### Page text
[Start of section]
[ccache] Caching failed compilations
Anders Björklund
anders at itension.se
Tue Jul 7 21:37:08 CEST 2015
Hi Joel and all!
I also found the idea of storing failures interesting, and made a quick sample implementation earlier:
https://github.com/itension/ccache/compare/store_failures
Feature is enabled by setting $CCACHE_STOREFAILURES
It does store the status as a separate file, but on the other hand there is no object file stored for failures.
One could look for a object file (success) *before* looking for a status file (failure), to cut down on stat's ?
My biggest fear is that it will store I/O errors and whatnot, with no "easy" way to rebuild (needs a recache)
So I made it opt-in, rather than default. So far, it seems that almost everything in cc returns exit code "1"
I was investigating cutting down on the number of files, and stored everything in a LMDB* database instead...
The biggest downside is that adding new files to the cache (and cleaning) now becomes much more involved.
* https://en.wikipedia.org/wiki/Lightning_Memory-Mapped_Database
We already had a compact format developed for the memcache extension* (that is also proving to be very useful).
It does make "extending" the format harder, but I suppose one could use the "version" in the CCH1 header for that ?
* https://github.com/tardyp/ccache/commit/33852da77f54c9227cb90e013e1bb186a7d315c2
I am hesitant to replace the default (files), but see great potential when combining memcached with distcc.
It opens up for sharing a secondary cache between *several* servers, but without having to do a recompile.
[End of section]
Reproduce word for word a passage from the post on caching failed compilations. Begin at the words "One could look" and stop after the words "be very useful).".

### Exercise data
[Start of section]
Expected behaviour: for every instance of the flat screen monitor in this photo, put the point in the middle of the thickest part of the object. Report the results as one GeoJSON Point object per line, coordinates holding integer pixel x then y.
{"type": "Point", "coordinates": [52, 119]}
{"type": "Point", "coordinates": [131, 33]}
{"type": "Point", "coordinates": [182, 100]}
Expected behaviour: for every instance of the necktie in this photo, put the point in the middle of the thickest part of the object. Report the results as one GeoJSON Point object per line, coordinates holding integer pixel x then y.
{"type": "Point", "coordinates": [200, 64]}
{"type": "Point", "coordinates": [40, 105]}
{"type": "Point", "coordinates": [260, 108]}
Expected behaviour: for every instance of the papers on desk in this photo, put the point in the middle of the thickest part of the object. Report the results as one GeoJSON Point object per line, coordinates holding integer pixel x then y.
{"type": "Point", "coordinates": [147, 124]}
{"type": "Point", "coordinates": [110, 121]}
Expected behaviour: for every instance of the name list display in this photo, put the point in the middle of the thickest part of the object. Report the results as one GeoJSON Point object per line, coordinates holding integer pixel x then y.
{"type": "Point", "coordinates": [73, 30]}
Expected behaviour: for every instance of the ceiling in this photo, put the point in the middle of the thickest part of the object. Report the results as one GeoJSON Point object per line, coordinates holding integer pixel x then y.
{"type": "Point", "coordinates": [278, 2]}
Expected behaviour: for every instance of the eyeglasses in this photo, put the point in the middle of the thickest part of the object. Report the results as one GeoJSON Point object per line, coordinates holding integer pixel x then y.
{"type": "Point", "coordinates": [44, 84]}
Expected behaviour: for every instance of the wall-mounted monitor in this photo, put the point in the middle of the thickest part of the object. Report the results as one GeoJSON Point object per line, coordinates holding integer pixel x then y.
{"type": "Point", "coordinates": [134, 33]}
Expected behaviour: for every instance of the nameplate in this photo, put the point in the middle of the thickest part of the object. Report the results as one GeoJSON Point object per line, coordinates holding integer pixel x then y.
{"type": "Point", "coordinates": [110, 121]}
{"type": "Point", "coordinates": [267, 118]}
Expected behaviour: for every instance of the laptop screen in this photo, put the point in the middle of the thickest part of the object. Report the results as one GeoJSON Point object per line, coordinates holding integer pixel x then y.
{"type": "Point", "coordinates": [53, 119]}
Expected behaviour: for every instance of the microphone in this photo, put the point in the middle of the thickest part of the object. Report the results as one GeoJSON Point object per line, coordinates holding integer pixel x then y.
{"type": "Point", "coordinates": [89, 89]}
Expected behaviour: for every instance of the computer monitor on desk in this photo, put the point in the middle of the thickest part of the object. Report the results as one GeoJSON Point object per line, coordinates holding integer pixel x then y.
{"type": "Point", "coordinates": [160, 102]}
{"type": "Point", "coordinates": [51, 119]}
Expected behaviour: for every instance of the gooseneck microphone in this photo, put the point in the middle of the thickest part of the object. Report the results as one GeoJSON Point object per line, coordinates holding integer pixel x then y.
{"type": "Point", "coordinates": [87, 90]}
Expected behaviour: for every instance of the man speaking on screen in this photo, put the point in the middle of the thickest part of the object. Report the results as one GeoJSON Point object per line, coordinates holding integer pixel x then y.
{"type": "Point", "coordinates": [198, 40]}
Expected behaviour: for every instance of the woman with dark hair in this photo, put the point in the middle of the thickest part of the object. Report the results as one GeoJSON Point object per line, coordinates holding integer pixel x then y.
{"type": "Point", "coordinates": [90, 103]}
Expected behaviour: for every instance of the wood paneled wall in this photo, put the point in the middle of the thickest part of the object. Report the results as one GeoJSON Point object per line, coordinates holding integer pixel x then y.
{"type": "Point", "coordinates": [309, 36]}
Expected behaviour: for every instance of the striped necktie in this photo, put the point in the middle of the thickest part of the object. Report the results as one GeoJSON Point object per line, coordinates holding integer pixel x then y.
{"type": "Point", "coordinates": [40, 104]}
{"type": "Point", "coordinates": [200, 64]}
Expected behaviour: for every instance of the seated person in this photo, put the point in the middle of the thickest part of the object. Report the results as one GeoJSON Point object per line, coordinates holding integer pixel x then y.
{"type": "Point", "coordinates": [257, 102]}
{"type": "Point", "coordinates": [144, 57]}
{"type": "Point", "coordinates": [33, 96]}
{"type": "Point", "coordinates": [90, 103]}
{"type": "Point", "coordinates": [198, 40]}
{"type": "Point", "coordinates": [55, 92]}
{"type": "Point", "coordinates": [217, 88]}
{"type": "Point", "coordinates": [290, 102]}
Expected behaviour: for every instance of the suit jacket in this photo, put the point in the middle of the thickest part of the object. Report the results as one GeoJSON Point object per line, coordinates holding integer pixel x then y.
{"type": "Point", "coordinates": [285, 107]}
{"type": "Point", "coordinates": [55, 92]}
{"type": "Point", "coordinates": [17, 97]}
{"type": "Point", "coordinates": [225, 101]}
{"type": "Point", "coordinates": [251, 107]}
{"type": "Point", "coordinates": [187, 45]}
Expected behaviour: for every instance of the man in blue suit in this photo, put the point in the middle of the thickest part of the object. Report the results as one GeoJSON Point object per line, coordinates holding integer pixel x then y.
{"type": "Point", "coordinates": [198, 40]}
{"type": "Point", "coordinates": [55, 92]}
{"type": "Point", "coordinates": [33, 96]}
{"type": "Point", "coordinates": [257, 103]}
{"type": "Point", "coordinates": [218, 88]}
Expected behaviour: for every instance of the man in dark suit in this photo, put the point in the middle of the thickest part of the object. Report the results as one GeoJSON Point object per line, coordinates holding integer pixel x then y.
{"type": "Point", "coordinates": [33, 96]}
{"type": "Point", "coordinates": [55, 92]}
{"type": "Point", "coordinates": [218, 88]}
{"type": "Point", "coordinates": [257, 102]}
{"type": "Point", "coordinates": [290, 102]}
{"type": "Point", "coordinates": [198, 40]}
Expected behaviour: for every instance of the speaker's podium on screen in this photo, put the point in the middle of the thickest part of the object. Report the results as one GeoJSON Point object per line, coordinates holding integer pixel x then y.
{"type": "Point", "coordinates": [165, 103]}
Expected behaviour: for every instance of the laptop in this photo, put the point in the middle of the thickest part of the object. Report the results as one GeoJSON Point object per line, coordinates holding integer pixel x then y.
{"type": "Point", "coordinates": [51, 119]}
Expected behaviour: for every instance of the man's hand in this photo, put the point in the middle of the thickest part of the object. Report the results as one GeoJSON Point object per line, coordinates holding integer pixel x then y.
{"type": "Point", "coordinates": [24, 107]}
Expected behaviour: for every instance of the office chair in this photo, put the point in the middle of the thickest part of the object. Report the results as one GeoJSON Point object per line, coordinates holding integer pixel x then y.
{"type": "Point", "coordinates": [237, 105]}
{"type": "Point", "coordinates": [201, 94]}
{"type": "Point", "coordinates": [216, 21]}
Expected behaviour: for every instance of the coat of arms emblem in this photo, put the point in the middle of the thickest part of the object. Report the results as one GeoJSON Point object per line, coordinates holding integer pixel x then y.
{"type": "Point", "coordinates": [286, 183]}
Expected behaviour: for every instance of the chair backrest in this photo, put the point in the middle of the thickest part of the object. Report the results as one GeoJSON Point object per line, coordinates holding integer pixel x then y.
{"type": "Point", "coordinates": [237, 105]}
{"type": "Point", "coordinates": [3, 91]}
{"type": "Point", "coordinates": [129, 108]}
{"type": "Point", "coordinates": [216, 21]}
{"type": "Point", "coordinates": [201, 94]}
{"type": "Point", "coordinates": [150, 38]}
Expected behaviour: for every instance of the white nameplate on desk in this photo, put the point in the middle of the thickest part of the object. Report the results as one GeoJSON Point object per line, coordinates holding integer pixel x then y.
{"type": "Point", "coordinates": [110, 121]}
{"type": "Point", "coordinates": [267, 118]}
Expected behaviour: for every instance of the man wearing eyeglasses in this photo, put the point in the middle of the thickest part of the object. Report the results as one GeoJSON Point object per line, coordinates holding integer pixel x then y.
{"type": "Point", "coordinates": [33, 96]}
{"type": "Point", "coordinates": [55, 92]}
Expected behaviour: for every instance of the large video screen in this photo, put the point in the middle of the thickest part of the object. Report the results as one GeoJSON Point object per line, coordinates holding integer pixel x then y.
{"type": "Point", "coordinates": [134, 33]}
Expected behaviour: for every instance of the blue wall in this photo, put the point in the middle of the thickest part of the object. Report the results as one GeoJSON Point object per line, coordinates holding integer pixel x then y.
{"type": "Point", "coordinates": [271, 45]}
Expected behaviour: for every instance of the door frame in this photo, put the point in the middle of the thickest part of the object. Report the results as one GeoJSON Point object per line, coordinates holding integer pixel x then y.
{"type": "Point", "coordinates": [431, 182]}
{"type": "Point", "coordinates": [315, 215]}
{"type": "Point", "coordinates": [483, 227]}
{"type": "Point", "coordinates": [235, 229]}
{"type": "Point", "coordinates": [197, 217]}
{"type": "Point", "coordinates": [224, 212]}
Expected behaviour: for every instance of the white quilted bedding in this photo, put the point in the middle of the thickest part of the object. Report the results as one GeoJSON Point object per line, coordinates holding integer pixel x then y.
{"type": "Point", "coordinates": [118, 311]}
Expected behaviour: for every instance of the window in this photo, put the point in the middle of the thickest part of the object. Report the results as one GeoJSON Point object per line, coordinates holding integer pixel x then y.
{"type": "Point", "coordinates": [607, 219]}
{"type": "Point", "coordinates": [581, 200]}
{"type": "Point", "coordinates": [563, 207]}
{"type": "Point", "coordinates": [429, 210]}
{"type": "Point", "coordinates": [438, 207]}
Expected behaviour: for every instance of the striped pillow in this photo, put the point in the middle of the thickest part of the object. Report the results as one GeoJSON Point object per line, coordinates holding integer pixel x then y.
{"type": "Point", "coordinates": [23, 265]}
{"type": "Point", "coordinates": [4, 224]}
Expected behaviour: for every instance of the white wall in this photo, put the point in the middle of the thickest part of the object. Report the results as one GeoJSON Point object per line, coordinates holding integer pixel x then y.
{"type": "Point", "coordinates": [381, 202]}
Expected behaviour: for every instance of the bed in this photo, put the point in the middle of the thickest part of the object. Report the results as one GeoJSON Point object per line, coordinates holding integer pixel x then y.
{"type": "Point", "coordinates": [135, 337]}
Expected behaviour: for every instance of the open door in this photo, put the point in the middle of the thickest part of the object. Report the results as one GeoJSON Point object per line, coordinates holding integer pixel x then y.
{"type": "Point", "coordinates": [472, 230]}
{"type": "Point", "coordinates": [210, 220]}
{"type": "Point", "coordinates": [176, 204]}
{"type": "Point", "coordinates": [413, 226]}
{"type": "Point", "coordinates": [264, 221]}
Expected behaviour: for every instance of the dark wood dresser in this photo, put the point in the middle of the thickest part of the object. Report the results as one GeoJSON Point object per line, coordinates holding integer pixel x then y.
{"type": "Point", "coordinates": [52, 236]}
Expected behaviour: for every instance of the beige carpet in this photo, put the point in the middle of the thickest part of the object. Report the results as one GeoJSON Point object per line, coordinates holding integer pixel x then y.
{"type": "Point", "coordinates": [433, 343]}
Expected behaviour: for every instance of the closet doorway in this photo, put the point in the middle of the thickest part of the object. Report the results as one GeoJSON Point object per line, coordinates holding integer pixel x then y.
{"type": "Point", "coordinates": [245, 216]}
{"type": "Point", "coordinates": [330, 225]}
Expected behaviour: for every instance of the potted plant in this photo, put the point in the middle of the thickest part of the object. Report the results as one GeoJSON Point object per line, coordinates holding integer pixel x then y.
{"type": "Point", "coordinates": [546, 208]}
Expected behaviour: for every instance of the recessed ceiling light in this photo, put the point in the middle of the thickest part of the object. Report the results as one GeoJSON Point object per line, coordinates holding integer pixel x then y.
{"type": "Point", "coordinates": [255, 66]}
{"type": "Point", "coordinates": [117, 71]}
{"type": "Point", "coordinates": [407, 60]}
[End of section]
### Answer space
One could look for a object file (success) *before* looking for a status file (failure), to cut down on stat's ?
My biggest fear is that it will store I/O errors and whatnot, with no "easy" way to rebuild (needs a recache)
So I made it opt-in, rather than default. So far, it seems that almost everything in cc returns exit code "1"
I was investigating cutting down on the number of files, and stored everything in a LMDB* database instead...
The biggest downside is that adding new files to the cache (and cleaning) now becomes much more involved.
* https://en.wikipedia.org/wiki/Lightning_Memory-Mapped_Database
We already had a compact format developed for the memcache extension* (that is also proving to be very useful).